**Exercise directions**.
At the line containing "yo can you spot the butterfly wing", begin repeating lines exactly, and stop only after the final line of the records below.

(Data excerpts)
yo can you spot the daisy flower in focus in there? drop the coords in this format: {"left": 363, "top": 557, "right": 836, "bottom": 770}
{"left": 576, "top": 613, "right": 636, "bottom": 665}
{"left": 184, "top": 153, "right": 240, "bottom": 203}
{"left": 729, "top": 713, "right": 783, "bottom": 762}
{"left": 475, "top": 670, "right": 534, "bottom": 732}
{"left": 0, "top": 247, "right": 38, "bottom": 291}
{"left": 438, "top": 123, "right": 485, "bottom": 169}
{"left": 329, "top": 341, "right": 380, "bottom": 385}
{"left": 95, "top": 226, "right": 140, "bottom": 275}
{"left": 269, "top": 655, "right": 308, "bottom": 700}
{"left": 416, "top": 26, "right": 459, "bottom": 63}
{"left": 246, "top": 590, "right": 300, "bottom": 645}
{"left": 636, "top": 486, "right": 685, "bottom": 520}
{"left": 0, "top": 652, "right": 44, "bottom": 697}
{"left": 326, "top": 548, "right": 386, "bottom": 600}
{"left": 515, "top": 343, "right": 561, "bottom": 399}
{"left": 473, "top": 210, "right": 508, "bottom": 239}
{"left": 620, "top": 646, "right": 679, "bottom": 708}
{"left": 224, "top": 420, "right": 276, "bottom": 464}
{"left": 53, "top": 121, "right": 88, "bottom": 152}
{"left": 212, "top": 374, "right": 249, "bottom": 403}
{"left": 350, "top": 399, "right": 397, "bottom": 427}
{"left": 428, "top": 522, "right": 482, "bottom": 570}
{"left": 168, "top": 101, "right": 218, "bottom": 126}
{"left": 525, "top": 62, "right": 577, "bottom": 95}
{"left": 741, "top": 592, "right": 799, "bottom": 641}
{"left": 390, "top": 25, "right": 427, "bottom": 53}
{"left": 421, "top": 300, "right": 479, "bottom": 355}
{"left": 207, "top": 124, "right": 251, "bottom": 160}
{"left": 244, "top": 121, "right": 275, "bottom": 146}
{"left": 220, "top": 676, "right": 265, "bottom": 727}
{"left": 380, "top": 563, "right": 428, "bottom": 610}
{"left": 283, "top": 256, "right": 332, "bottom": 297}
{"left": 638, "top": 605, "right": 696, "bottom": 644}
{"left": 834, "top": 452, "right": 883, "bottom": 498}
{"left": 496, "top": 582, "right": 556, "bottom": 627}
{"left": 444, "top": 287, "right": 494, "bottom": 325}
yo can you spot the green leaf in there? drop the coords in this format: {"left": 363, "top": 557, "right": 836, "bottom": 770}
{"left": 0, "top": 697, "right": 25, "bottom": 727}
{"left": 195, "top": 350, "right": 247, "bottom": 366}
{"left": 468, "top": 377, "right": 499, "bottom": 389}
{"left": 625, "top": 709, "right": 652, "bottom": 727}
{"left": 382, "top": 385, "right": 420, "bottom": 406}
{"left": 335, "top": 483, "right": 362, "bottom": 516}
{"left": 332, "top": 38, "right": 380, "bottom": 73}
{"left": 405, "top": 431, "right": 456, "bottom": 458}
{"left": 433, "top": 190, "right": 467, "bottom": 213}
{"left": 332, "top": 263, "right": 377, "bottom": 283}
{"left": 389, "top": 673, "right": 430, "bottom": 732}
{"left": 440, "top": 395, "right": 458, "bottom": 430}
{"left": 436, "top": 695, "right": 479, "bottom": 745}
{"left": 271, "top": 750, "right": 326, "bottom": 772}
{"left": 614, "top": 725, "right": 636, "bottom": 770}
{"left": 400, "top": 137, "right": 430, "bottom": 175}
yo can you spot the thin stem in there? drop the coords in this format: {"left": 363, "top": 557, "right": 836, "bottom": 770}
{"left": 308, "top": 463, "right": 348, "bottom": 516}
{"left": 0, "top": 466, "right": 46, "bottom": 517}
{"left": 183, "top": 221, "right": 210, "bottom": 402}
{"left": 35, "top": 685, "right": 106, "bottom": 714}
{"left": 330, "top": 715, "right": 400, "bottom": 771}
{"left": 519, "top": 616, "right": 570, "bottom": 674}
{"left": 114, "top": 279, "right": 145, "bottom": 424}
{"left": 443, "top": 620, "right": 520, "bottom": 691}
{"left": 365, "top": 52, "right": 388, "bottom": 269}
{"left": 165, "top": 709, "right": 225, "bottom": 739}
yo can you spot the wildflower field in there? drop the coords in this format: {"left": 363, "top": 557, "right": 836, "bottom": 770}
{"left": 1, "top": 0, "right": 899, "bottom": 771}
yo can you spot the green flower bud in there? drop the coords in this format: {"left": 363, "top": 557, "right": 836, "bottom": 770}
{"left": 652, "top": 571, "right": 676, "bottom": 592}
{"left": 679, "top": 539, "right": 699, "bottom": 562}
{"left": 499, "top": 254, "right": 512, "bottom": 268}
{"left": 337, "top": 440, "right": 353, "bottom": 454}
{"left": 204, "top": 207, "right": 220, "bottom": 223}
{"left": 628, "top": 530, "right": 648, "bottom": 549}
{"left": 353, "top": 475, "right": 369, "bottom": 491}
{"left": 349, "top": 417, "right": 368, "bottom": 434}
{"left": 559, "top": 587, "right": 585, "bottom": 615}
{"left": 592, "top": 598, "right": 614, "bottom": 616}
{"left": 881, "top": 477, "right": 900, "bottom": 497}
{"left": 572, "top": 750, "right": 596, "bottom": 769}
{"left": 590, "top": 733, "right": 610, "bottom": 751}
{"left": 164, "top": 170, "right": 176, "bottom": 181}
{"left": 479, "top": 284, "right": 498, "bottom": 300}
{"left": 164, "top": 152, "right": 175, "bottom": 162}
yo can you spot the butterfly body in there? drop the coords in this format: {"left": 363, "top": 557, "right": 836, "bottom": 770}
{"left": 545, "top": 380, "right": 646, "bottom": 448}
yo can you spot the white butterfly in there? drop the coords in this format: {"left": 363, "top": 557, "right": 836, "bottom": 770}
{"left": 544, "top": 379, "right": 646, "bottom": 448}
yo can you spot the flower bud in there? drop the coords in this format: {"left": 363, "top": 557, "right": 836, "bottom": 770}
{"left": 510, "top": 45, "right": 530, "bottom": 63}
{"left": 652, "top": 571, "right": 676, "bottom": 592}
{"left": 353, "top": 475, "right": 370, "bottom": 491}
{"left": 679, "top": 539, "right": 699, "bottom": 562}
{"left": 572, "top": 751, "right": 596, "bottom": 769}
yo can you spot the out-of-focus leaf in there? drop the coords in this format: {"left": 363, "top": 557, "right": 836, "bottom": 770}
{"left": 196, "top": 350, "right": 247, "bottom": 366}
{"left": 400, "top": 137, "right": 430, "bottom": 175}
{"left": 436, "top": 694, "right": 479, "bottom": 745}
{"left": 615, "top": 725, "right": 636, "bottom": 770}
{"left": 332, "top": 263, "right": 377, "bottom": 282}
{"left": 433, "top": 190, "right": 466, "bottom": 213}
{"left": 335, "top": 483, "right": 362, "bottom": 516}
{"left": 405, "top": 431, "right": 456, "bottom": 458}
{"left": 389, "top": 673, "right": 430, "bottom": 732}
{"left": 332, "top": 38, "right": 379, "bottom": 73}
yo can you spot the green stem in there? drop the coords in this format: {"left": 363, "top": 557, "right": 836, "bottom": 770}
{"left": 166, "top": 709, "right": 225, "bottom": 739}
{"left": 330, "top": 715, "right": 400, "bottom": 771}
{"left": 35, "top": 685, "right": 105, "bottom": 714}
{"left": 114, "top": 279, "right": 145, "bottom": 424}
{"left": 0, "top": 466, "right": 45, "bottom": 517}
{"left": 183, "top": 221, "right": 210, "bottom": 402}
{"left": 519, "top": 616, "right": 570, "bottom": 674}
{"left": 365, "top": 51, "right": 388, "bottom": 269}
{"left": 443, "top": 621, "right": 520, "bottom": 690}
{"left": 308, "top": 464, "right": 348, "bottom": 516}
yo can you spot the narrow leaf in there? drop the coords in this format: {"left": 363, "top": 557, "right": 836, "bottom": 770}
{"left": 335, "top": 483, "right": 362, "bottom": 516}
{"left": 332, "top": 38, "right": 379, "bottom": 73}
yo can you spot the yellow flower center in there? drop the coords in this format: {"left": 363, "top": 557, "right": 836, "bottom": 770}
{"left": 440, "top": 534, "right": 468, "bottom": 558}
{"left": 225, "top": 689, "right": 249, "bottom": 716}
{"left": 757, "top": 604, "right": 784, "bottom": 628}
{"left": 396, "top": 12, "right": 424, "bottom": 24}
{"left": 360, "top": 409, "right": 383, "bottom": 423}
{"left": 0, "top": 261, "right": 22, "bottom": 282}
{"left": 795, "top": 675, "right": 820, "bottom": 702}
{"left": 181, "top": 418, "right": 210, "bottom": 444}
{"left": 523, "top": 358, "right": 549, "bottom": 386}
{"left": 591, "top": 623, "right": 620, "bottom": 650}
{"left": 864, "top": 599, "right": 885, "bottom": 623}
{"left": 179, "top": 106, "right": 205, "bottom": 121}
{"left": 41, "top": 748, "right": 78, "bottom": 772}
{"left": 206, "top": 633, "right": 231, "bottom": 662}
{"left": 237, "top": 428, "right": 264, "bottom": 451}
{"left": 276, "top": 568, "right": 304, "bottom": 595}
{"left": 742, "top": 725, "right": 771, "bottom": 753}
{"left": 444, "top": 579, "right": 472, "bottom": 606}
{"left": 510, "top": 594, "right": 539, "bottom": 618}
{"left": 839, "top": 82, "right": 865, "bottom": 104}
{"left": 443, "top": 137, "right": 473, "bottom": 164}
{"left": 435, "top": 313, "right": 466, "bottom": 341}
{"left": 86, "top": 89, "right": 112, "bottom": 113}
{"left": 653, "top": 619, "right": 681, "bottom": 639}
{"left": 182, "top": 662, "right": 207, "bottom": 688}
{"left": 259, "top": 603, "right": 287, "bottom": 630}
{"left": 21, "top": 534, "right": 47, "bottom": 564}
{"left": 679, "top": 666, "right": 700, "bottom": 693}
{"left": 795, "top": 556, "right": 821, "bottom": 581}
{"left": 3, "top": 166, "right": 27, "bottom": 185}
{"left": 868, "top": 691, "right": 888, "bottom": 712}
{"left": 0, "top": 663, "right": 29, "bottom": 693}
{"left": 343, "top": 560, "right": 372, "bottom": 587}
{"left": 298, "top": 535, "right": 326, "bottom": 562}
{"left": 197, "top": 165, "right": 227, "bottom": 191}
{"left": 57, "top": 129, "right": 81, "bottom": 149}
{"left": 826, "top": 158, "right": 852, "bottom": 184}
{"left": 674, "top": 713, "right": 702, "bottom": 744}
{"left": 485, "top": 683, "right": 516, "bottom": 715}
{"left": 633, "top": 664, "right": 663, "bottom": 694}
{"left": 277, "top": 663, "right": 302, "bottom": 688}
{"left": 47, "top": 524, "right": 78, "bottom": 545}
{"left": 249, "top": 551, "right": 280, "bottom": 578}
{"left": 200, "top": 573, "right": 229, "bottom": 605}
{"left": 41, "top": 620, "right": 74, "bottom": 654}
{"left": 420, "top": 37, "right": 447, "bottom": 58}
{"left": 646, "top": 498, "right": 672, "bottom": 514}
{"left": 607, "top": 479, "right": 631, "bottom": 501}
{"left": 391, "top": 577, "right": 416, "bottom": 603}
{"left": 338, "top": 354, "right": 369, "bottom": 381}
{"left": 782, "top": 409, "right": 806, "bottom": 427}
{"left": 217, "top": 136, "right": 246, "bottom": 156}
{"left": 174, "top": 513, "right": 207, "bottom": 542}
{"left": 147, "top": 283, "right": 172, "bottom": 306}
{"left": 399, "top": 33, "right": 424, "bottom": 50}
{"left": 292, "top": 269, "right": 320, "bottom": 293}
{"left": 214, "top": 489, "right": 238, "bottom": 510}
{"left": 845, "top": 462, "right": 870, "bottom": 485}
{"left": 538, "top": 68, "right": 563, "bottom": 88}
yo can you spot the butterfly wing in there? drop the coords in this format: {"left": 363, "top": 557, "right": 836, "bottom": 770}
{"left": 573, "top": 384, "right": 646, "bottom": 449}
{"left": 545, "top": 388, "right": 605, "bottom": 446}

**Exercise result**.
yo can you spot the butterfly wing in there? drop the coords in this format: {"left": 363, "top": 557, "right": 836, "bottom": 770}
{"left": 573, "top": 384, "right": 646, "bottom": 449}
{"left": 545, "top": 388, "right": 605, "bottom": 446}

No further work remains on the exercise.